Instead of shore-based farms, tidal enclosures have been used on a limited scale, where free exchange of water is possible during the course of low and high waters. An enclosure can hold about 8–10kg rainbow trout per m3 water. The fish are grown to sizes of 3–4kg.
The trout culture system that has received considerable attention in recent times is cage culture in fresh- and sea-water environments. The design features of cages have been described in. There is very little difference between the designs of cages used in fresh water and in protected areas of the sea, except that the marine cages are made stronger to withstand rough weather conditions. Floating cage culture has several advantages, among which the more important are the relatively high level of control the fish culturists can have on the stock and the possibility of starting operations on a small scale with a small investment (for example, staring with only two or three cages) and building on in the course of time to the maximum size that the site and local regulations permit. Rainbow trout is the most common species used in cage culture and fingerlings are stocked in cages in spring and are harvested in the autumn after a culture of 1.5 years or stocked in the autumn for harvest after one year. Fingerlings of about 70g weight can attain a size of about 3kg in less than 1.5 years. As male rainbow trout has a tendency to mature under two years of age, many farmers prefer to grow all-female or sterile stock for sea water grow-out. An innovation, started by some production units in Norway, is to hold the brood fish in spring water, with a temperature of about 7°C, through winter and strip them in January or early February. By using heated water at about 10°C, the incubation and fry growth are accelerated, so that by the autumn of the first year itself, smolts are produced which can with-stand transfer to sea water. The duration of cage culture is restricted to one year, as other-wise the fish will start maturing in the cages. Even though the fish are smaller, the whole cycle of production is reduced to 1.5 years and all the cages can be kept under production throughout the year.

WORK REQUEST A: In the trout culture passage, how many kilograms of rainbow trout can a tidal enclosure hold per cubic meter of water?
WORK REQUEST B: Reproduce the trout culture passage word for word, starting with "Instead of shore-based" and going on through "sizes of 3–4kg.".
WORK REQUEST C: Write a continuation of the trout culture passage that picks up after its last sentence.

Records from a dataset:
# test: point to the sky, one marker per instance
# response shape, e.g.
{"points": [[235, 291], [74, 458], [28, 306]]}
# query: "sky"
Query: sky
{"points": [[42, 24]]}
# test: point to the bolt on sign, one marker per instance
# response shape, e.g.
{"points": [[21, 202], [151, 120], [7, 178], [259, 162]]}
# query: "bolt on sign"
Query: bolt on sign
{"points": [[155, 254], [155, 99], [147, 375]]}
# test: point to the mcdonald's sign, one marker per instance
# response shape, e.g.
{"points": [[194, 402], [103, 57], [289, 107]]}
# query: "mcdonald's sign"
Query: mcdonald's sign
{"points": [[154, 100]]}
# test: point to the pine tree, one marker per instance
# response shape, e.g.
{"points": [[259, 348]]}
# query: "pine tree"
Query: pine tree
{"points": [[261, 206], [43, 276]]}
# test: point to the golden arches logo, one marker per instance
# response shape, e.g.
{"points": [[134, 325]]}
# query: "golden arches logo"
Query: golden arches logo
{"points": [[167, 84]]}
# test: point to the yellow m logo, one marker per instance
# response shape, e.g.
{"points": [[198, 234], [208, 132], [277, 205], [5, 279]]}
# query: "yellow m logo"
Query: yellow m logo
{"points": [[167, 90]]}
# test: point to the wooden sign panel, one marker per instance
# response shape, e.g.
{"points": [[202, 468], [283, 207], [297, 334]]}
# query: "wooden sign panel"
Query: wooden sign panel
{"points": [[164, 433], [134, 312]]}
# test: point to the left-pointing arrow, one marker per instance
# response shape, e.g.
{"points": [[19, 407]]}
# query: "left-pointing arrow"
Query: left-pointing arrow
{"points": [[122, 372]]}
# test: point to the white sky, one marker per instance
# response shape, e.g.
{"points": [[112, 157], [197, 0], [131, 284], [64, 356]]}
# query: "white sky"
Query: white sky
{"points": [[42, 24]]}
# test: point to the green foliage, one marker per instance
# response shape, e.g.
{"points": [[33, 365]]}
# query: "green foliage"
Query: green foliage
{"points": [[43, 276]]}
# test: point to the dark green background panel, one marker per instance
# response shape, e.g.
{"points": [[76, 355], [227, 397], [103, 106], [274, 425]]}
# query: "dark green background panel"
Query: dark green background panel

ANSWER BOX A: About 8–10 kg.

ANSWER BOX B:
Instead of shore-based farms, tidal enclosures have been used on a limited scale, where free exchange of water is possible during the course of low and high waters. An enclosure can hold about 8–10kg rainbow trout per m3 water. The fish are grown to sizes of 3–4kg.

ANSWER BOX C:
The stocking density of fish in the cage is 10–20kg/m3 at harvest, depending on water circulation. Generally, larger quantities of fingerlings than are required to obtain the above density are stocked in each cage and as they grow larger they are graded out to other cages.
The double cropping system of trout and channel catfish, in the southern USA, is an attempt to improve the income from raceway trout culture. Rainbow trout are cultured for about 132 days when the temperature is below 21°C. After the fish are harvested and the temperature goes above this level, channel catfish (Ictalurus punctatus) are reared for over 200 days.